Written instruction: Count the lines in the items below that contain the word "flower". Reply with the number only.

....

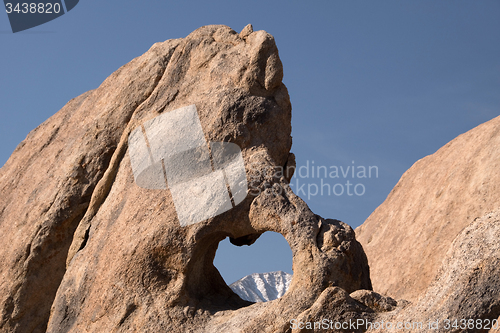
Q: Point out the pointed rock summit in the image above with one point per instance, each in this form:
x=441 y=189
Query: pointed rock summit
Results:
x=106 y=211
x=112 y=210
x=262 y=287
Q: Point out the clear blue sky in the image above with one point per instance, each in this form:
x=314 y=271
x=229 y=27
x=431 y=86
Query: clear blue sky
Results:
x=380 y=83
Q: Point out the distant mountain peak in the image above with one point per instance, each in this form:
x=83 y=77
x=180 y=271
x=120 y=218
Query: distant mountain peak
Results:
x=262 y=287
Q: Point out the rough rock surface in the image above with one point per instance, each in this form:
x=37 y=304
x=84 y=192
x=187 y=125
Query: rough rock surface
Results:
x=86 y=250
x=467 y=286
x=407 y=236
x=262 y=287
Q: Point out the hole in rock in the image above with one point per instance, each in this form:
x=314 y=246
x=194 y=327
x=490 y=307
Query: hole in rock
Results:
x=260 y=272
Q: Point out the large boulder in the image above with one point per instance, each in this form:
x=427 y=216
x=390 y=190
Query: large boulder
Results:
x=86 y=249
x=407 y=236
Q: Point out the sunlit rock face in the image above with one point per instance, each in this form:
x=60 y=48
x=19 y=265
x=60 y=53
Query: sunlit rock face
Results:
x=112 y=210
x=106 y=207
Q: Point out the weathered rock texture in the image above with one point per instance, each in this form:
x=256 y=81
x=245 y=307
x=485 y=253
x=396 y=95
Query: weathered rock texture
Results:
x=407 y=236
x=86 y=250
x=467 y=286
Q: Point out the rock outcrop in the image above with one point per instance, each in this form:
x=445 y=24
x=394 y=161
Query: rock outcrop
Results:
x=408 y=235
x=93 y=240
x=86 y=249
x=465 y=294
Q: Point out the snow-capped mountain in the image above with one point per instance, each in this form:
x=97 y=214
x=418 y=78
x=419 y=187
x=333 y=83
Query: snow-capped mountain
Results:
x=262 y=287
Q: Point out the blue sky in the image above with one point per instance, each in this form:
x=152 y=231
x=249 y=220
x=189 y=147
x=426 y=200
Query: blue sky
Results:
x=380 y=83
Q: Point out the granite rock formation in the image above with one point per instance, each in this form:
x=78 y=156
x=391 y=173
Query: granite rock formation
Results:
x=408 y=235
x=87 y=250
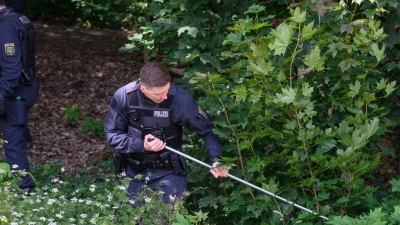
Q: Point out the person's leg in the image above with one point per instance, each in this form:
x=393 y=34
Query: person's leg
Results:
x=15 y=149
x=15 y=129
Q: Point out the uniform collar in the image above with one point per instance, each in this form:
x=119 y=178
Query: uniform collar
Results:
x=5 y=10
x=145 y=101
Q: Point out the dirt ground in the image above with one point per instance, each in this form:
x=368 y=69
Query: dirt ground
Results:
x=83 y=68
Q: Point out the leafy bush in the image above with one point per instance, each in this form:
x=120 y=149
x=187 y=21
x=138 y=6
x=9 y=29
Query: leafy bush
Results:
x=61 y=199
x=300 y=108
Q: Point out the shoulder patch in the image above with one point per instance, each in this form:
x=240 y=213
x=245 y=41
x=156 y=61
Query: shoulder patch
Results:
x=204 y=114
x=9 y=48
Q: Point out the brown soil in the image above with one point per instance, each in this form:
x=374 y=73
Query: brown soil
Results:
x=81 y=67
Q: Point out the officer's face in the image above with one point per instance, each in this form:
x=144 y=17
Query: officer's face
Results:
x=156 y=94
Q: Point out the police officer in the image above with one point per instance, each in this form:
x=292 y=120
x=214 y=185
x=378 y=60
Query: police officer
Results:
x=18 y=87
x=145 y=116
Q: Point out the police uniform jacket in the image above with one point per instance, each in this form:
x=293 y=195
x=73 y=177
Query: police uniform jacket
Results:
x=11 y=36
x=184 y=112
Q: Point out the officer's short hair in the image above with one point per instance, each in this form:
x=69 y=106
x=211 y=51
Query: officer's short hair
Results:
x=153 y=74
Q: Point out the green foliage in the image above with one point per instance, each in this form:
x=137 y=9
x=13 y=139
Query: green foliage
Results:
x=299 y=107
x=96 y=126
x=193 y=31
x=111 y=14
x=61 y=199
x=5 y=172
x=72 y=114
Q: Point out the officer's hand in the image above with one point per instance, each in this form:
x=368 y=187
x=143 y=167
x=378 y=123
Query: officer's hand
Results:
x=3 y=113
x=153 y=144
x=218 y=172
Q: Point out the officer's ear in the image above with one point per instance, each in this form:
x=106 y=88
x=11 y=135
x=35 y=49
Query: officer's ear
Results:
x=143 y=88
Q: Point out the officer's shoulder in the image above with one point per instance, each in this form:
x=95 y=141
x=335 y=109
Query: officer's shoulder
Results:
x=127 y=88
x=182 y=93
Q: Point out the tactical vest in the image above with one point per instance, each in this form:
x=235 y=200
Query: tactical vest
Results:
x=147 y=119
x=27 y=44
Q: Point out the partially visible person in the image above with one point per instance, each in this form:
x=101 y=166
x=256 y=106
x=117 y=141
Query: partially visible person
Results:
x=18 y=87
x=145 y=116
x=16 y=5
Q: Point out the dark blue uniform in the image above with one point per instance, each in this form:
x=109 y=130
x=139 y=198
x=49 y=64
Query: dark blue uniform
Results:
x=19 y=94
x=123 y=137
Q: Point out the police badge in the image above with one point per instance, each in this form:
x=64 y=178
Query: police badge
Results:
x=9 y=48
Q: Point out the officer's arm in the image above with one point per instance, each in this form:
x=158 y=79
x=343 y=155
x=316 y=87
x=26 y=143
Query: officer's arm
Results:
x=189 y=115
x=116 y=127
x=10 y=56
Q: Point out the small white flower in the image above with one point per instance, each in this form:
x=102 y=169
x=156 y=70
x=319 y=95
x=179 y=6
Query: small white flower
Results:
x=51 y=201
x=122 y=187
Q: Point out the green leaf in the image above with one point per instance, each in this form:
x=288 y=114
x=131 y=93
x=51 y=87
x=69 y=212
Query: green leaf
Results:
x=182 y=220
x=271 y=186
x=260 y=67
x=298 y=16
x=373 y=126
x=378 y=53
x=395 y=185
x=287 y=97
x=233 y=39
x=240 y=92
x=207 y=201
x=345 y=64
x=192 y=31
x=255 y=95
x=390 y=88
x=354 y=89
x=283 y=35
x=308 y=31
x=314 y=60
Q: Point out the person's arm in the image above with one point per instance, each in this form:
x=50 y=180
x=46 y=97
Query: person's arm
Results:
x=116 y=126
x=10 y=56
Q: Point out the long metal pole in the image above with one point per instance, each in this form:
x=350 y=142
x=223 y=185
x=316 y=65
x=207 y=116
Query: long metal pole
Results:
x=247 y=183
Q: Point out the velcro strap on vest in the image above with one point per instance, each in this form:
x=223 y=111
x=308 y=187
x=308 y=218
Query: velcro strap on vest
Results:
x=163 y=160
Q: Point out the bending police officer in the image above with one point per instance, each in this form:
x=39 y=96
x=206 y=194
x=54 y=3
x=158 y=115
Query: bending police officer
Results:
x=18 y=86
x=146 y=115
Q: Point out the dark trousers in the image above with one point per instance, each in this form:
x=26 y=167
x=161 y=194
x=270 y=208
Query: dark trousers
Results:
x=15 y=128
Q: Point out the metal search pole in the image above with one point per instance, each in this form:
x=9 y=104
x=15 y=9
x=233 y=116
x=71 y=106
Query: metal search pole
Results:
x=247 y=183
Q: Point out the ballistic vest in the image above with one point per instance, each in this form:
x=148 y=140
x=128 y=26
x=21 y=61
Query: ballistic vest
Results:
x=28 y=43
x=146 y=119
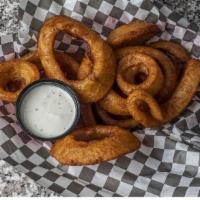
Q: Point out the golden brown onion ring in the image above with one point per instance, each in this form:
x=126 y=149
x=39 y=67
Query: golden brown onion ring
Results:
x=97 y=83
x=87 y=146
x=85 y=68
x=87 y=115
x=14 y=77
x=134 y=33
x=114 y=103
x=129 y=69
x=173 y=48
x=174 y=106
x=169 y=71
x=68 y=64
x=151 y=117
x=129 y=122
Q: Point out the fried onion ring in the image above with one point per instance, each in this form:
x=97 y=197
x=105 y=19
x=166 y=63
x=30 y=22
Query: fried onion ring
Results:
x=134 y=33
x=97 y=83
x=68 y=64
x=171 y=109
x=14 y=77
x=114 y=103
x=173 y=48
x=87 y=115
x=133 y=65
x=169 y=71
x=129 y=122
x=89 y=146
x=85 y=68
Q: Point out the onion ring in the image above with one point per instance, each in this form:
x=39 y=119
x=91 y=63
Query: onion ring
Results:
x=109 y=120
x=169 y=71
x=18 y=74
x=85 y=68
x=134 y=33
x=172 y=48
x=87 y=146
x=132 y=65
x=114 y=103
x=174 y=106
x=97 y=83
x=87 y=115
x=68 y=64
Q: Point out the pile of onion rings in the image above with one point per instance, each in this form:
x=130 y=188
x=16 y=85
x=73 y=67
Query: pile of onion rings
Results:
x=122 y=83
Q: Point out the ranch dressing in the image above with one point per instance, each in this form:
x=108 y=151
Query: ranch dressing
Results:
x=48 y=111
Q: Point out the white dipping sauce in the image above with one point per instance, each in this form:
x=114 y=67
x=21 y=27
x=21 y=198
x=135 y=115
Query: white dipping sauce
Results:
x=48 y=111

....

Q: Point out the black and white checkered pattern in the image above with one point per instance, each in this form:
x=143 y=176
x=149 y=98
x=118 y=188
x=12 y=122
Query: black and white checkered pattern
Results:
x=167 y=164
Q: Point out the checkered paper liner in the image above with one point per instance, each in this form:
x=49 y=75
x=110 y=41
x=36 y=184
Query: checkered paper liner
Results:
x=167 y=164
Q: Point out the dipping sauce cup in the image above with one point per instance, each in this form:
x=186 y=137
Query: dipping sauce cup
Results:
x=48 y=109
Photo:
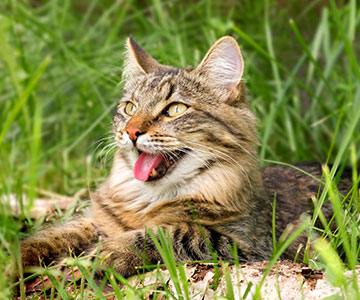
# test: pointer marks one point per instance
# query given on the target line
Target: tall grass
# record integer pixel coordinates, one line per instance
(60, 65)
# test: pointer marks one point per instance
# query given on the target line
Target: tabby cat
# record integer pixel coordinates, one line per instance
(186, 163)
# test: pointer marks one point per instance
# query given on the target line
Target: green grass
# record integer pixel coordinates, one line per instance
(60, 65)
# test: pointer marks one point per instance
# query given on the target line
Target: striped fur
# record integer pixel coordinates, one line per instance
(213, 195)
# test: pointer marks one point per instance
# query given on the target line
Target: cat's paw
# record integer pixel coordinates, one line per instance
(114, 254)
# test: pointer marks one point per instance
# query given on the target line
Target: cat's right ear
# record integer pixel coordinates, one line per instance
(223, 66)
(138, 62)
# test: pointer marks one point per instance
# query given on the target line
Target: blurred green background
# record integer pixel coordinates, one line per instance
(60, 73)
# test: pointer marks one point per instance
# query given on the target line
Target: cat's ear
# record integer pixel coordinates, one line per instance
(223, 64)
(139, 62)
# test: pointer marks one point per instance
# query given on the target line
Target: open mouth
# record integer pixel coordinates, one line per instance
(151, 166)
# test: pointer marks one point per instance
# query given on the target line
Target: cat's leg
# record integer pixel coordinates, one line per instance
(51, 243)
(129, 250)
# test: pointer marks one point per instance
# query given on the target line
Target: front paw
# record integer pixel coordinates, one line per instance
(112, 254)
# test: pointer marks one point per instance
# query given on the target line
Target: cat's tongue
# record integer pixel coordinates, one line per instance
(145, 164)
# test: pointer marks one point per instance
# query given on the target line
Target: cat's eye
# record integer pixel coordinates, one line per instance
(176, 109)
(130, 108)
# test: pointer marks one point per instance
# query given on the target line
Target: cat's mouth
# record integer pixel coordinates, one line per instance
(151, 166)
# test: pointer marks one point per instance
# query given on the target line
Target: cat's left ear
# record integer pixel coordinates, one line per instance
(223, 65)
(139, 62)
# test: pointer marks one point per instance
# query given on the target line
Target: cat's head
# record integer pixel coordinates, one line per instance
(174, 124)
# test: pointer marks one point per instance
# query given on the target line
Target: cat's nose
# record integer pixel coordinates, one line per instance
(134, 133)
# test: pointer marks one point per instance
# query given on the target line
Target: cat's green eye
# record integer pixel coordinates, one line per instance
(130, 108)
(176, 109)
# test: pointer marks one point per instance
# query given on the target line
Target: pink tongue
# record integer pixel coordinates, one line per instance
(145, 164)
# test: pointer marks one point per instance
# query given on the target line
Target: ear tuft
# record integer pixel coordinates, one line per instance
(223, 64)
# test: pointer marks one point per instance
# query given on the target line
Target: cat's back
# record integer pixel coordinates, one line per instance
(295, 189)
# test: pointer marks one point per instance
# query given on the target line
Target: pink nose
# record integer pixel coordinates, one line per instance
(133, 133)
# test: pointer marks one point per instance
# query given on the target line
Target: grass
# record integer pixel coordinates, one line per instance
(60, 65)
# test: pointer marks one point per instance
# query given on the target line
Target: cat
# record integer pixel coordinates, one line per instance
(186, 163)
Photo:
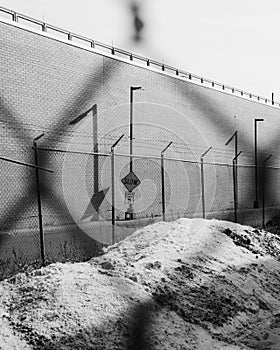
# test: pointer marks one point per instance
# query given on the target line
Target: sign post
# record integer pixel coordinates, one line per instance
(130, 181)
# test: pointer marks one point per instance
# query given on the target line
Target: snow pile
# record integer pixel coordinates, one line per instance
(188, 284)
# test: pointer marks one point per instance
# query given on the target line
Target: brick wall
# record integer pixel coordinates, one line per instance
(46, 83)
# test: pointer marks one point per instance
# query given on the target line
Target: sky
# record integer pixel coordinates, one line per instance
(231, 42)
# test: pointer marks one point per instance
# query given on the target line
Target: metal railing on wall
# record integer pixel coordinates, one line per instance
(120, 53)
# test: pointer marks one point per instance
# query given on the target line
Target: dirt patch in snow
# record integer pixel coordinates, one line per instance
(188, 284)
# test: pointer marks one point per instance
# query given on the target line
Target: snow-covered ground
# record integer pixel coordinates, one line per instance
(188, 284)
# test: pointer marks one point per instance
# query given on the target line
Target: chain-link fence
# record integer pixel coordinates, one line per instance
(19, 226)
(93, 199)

....

Final result: 2